→ Problem to work on
Locate every line in the records below that contains the string "Query", and copy each of those lines in full.

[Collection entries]
-------

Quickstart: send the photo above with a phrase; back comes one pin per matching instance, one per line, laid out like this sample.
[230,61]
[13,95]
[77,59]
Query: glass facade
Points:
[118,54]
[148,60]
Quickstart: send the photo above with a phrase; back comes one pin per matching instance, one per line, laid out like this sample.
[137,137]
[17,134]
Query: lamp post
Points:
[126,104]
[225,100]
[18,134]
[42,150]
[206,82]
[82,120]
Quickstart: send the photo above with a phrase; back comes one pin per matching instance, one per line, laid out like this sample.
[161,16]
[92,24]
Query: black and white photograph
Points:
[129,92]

-------

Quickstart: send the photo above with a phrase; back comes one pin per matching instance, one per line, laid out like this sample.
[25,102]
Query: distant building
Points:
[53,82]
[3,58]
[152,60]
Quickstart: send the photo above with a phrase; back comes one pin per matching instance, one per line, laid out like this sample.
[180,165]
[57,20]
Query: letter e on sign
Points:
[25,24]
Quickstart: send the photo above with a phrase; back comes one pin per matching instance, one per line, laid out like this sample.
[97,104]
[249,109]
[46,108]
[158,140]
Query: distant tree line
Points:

-------

→ Answer to the problem
Query: glass facade
Query: lamp post
Query: black and white photograph
Query: distant building
Query: letter e on sign
Query: distant tree line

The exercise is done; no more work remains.